+++ Source text +++

Francisco María de Paula Téllez-Girón y Benavides (Madrid, 11 March 1678 – Paris, 3 April 1716), 6th Duke of Osuna, 6th Marquess of Peñafiel, 10th Count of Ureña, was a Spanish noble, diplomat and a Grandee of Spain.

Biography 
He was the first surviving son of Gaspar Téllez-Girón, 5th Duke de Osuna, and his second wife, Ana Antonia de Benavides Carrillo y Toledo, Marquise of Caracena and Countess of Pinto. He inherited the titles of Chief Notary of the Kingdom of Castile (Notario mayor del reino) and Chief Waiter of the King (Camarero mayor del Rey) upon the death of his father in 1694. He also became the sixth Duke of Osuna. He served as Gentleman of the Chamber of King Carlos II of Spain.

On 12 December 1700, he welcomed and made the corresponding obeisances to the new sovereign Philip V of Spain at the Spanish-French border and accompanied the new King on his travel to Madrid. He became a trusted man of Philip V and followed him during his travels in Catalonia and Italy.

+++

**Tasks to perform**
a – Reproduce the passage on the Duke of Osuna word for word from "Francisco María de" to "II of Spain.".
b – Using the passage on the Duke of Osuna, answer each of these:
(i) In what year did his father die?
(ii) On what date did he welcome Philip V at the Spanish-French border?
(iii) In what city did he die?
The material after this point comes from a separate source, unrelated to the passage on the Duke of Osuna.

+++ Supplied material +++

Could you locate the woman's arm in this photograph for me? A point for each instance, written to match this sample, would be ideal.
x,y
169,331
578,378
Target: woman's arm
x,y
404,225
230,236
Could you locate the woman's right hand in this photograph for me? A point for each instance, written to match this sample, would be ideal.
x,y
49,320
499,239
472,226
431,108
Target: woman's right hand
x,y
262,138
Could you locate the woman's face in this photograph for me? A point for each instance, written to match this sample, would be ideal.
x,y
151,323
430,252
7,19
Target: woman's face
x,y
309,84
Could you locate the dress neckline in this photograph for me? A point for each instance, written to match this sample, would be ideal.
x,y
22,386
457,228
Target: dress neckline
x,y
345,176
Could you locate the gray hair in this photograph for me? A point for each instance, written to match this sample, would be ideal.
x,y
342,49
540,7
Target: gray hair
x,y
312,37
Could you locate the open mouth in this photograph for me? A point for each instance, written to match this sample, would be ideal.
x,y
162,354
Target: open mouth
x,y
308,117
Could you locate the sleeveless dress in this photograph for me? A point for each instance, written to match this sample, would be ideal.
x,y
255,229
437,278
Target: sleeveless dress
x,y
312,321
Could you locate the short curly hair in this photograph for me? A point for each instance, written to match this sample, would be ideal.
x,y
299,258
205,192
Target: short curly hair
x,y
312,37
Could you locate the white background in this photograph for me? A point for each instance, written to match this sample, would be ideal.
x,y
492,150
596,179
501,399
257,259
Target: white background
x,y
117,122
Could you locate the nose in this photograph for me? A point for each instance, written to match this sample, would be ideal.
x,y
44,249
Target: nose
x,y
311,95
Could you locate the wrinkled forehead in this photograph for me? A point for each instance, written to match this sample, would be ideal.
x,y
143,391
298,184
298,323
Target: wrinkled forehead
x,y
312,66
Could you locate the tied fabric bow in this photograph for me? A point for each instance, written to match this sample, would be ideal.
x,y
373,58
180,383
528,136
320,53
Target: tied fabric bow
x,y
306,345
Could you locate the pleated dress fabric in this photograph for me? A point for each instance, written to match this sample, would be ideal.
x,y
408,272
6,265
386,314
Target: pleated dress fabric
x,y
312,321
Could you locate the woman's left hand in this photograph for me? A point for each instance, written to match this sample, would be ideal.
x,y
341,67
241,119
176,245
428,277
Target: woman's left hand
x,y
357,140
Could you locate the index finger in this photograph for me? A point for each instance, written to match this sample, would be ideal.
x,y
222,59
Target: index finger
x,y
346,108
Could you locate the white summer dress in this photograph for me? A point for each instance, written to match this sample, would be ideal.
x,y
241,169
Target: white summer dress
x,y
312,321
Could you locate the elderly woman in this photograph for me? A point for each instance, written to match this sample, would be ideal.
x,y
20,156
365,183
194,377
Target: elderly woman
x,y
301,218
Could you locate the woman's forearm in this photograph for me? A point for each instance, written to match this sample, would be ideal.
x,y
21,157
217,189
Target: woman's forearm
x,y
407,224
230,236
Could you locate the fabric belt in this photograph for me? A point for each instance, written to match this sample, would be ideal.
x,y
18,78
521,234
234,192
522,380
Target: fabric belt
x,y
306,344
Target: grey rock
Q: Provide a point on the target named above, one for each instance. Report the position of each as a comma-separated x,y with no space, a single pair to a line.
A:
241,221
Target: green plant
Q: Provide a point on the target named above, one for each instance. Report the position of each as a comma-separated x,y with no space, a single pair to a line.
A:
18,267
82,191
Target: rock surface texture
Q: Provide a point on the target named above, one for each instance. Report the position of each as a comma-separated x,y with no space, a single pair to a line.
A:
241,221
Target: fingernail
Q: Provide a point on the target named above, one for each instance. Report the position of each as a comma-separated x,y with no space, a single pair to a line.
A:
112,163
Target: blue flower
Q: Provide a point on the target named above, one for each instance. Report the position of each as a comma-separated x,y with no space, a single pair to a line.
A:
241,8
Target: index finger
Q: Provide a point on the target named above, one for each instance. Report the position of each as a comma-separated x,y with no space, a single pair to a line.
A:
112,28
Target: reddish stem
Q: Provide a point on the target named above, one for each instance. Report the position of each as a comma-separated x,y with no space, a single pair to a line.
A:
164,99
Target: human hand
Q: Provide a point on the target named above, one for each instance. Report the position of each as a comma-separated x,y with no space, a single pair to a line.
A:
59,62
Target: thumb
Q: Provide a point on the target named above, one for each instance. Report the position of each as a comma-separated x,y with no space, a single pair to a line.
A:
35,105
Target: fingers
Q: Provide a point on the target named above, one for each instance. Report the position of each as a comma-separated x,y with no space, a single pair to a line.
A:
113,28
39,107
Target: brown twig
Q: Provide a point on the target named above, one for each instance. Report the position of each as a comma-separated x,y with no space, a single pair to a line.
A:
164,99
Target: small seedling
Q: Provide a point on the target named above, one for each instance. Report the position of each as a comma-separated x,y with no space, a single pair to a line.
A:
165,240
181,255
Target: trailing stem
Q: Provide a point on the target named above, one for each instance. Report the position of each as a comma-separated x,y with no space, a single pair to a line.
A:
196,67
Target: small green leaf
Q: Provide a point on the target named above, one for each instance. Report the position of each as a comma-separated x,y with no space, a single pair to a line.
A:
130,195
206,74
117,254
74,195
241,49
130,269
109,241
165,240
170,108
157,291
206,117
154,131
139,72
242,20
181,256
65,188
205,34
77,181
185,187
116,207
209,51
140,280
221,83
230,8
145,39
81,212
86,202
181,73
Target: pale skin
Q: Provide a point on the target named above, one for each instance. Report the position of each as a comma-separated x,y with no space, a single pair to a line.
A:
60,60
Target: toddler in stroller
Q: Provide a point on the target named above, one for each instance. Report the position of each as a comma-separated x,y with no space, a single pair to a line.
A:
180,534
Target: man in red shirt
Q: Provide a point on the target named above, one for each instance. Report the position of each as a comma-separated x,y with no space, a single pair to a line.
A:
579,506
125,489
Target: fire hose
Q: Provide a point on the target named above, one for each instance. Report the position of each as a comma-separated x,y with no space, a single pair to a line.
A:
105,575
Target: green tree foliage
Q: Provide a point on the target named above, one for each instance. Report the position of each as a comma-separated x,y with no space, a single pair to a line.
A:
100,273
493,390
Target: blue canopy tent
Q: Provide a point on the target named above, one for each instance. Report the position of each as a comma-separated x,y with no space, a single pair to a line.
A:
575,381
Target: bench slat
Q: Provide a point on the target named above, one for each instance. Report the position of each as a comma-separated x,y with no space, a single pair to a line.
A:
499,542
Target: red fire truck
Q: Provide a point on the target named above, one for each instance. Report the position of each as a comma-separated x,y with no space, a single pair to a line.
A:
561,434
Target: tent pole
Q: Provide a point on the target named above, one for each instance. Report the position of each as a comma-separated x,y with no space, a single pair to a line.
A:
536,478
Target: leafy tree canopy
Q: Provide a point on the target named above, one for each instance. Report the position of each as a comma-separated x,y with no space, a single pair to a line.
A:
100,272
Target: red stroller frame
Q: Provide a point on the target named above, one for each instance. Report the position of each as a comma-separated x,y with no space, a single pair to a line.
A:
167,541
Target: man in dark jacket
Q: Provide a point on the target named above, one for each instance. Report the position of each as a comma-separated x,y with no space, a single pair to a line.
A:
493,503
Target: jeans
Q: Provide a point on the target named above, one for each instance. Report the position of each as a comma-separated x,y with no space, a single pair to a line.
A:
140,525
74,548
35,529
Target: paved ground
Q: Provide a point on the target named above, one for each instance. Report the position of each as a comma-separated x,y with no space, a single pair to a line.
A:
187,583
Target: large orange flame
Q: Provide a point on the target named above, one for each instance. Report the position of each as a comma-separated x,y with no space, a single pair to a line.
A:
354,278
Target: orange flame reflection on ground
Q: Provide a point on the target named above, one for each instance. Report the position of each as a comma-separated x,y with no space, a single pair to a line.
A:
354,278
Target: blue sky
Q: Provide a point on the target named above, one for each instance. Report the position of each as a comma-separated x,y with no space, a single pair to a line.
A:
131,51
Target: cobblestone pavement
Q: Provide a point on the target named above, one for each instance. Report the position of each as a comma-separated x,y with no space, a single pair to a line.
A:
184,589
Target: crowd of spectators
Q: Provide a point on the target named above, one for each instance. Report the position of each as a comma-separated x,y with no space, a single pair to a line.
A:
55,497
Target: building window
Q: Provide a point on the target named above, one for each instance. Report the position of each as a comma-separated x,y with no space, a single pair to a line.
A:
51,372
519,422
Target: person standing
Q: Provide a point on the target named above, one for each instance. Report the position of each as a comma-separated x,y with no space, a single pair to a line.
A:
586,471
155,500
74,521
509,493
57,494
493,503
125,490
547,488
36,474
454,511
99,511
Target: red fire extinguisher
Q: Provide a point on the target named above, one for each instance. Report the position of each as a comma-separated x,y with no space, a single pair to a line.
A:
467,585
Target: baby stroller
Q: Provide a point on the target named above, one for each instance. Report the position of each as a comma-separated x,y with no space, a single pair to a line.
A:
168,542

+++

**Answers for the exercise**
a –
Francisco María de Paula Téllez-Girón y Benavides (Madrid, 11 March 1678 – Paris, 3 April 1716), 6th Duke of Osuna, 6th Marquess of Peñafiel, 10th Count of Ureña, was a Spanish noble, diplomat and a Grandee of Spain.

Biography 
He was the first surviving son of Gaspar Téllez-Girón, 5th Duke de Osuna, and his second wife, Ana Antonia de Benavides Carrillo y Toledo, Marquise of Caracena and Countess of Pinto. He inherited the titles of Chief Notary of the Kingdom of Castile (Notario mayor del reino) and Chief Waiter of the King (Camarero mayor del Rey) upon the death of his father in 1694. He also became the sixth Duke of Osuna. He served as Gentleman of the Chamber of King Carlos II of Spain.

b –
(i) 1694
(ii) 12 December 1700
(iii) Paris